Lines from the one containing "the red fringed" to the end of the records, both ends included and exactly as written, are the whole answer, and no pictures go in it.

───── Provided information ─────

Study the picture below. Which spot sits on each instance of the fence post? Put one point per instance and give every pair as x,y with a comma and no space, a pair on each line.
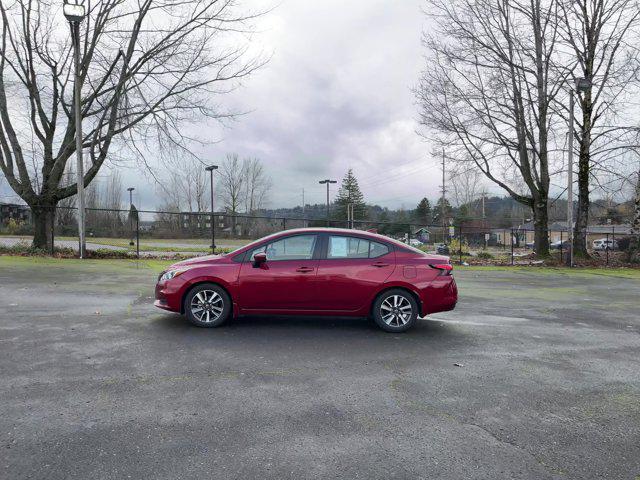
511,241
137,235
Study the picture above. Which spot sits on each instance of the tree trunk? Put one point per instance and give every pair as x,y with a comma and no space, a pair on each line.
541,228
43,218
582,216
634,245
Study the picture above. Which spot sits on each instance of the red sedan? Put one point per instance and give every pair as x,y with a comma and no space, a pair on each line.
312,271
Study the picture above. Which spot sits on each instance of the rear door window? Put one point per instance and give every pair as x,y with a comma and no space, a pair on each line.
354,247
297,247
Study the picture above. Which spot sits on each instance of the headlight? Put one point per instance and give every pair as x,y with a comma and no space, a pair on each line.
171,274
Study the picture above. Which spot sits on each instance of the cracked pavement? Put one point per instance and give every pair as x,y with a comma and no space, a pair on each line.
96,383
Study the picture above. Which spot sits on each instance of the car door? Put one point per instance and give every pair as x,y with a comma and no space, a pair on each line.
286,280
350,271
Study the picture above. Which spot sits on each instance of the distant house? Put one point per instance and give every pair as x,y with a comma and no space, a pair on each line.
422,234
8,211
524,233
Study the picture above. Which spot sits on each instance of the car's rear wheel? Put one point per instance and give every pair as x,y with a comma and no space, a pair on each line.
395,310
207,305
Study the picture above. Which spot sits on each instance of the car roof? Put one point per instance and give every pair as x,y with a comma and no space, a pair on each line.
330,230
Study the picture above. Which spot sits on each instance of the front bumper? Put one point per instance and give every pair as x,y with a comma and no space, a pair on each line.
167,296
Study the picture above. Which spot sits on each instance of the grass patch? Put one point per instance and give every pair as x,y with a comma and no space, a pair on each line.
621,272
86,265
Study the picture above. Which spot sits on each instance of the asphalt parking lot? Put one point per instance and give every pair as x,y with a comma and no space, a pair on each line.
96,383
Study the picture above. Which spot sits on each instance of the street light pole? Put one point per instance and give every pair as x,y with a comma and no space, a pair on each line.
130,190
327,182
210,169
74,10
570,182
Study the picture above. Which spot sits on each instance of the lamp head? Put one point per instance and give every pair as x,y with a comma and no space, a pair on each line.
583,84
74,10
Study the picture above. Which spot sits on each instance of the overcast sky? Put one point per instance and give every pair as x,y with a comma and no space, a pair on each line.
336,94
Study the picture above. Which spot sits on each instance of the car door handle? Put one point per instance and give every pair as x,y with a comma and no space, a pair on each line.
304,269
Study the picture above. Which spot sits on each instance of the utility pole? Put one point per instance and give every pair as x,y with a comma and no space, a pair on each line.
210,169
304,221
327,182
75,12
130,190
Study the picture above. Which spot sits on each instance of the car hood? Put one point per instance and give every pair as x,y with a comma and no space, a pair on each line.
192,262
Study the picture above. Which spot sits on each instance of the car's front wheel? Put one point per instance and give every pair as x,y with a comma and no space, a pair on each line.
207,305
395,310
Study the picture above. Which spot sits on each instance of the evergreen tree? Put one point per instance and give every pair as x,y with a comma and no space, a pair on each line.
422,212
437,212
350,193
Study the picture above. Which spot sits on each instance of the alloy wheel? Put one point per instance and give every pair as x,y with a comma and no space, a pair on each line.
207,306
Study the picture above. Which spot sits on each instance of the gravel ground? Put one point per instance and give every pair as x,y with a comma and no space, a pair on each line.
98,384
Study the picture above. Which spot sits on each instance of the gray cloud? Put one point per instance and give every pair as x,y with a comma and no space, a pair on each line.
336,94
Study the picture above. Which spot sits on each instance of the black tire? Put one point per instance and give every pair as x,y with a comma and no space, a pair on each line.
207,305
395,310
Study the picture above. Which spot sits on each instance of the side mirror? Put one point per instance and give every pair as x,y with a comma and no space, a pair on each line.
259,259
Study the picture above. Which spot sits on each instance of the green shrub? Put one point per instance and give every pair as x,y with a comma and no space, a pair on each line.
455,245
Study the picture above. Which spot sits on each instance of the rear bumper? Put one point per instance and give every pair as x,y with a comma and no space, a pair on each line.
440,296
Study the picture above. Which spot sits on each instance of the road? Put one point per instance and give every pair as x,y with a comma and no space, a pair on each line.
176,245
96,383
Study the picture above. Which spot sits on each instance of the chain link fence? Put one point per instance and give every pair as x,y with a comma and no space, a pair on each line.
158,233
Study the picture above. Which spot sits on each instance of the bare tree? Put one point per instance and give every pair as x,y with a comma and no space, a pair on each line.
466,183
187,184
602,36
148,67
257,185
635,222
232,176
488,90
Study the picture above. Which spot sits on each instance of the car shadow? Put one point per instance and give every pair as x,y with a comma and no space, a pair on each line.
303,326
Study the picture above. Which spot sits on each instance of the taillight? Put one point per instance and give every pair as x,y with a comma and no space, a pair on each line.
445,268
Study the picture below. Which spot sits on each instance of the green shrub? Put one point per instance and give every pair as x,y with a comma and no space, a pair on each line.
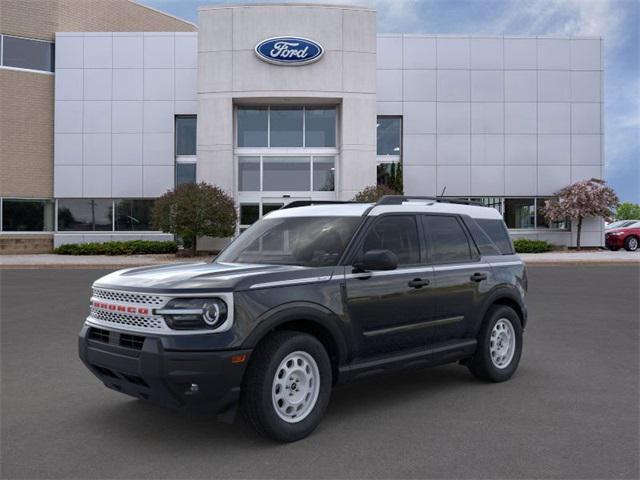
524,245
132,247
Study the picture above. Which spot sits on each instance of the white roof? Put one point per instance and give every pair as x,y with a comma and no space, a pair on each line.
357,209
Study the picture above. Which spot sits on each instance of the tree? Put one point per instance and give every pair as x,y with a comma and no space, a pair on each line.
373,193
195,210
628,211
586,198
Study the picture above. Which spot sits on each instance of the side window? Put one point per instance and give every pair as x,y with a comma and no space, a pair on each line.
496,231
398,233
447,239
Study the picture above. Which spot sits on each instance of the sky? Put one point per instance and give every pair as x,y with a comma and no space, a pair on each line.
617,21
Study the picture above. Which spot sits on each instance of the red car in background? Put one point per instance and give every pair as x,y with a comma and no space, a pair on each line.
626,237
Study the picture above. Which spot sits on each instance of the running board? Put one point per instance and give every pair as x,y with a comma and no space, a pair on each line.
437,354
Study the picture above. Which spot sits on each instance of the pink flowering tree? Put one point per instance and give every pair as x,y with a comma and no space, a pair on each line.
586,198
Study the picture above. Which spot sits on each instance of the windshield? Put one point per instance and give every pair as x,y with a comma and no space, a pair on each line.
620,224
304,241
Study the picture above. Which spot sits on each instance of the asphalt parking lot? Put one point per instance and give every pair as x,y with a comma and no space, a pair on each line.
571,411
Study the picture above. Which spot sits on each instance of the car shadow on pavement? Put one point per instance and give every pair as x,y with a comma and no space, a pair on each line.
365,398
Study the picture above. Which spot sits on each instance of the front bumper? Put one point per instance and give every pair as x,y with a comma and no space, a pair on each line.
614,241
142,367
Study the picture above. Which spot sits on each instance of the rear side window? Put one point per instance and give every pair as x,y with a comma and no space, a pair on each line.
447,240
482,240
398,233
497,232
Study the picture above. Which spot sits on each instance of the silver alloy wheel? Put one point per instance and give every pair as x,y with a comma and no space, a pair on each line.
502,346
296,386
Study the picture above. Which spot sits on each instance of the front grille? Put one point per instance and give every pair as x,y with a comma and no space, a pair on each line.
123,319
131,341
99,335
125,297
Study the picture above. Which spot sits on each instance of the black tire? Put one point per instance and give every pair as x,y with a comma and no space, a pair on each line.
481,364
631,243
256,398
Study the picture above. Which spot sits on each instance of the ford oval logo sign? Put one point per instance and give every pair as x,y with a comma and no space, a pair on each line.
289,51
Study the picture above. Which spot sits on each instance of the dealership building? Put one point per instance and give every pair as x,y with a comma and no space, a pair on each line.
275,103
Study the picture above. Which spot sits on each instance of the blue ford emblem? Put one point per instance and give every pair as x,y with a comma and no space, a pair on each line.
289,50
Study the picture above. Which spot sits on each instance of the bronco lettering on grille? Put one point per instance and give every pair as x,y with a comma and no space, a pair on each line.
120,308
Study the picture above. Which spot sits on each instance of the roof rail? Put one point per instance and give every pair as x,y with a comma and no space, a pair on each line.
399,199
308,203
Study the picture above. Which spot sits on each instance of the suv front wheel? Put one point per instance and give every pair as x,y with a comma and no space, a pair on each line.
499,345
287,386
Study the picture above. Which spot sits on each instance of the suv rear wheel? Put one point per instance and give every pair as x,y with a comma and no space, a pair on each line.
287,386
499,345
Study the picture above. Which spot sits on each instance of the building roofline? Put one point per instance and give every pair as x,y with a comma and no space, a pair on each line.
137,2
287,4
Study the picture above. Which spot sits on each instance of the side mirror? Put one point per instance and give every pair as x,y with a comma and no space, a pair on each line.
377,260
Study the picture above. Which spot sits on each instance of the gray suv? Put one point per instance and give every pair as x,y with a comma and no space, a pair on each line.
309,297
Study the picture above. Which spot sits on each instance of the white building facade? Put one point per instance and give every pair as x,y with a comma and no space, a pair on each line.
507,121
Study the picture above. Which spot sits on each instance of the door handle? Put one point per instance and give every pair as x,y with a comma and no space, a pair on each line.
418,283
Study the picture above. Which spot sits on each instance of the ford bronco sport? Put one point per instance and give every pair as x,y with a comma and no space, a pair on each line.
310,297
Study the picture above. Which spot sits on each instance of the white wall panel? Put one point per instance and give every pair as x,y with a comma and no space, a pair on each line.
126,149
454,149
98,51
96,149
96,116
453,52
96,181
487,85
454,117
487,53
128,84
454,85
127,51
68,84
487,117
487,149
97,84
419,52
585,118
419,85
554,117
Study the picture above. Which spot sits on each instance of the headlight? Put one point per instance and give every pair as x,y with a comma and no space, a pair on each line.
194,313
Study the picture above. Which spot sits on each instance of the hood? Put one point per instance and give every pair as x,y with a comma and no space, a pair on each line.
193,277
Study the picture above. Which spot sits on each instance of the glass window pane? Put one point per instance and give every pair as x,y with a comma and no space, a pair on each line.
252,126
320,127
324,169
84,215
447,240
186,135
25,53
249,213
286,173
397,233
133,215
185,173
270,207
542,222
23,215
249,174
285,124
389,132
519,212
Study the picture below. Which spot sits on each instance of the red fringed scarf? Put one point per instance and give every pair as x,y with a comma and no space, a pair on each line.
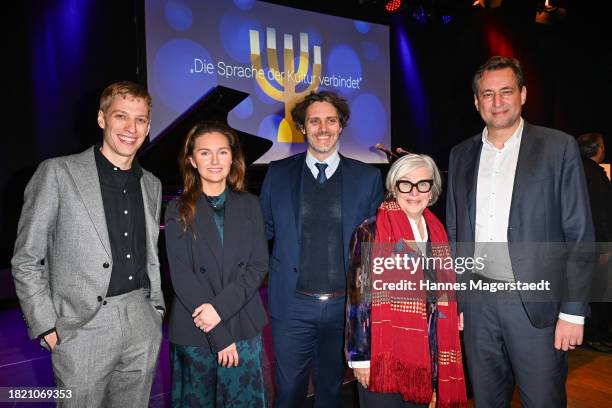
400,358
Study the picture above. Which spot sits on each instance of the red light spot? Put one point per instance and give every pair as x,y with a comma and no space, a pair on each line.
393,5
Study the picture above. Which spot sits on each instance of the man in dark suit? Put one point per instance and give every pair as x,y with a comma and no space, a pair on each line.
592,149
514,183
311,204
85,264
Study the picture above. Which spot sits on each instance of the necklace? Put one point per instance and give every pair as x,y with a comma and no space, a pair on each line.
216,202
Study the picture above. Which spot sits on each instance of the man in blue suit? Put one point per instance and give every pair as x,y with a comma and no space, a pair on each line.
311,204
518,183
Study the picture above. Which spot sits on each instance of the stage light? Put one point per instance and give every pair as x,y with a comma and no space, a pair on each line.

─────

Result below ▸
Study the picture below. Which spot sits on each instance of the red fringed scarf? Put one point per instance and give every pair as x,y with a comma and no space, a pair on each line.
400,358
Study the picture above. Which spot sits on each instance of the red light spot? Put one point per instance and give every pair as x,y with a comma and no space, a pair on each line.
393,5
Study the picture above. Which spot sits on each instance of the man in dark suit? Put one point per instance and give every pair as x,y with a comma and no space, a pair on each line.
592,149
514,183
311,204
85,264
Study the picture above. Which spot sits on each instance of the necklace? Put one point per instance and give every pair as x,y with a comma and no space, a pair on each line.
216,202
Study the picture above. Which spot sits on each instance of the man in blue suit? Put one point per instance and give every pair as x,y with a comma and no space, a pair on each line.
311,204
518,183
Study the picture above. Which spot sits on each instance of the stage light? Put one point per instance and give every pair as x,y with a comma and no space, a pair on each line.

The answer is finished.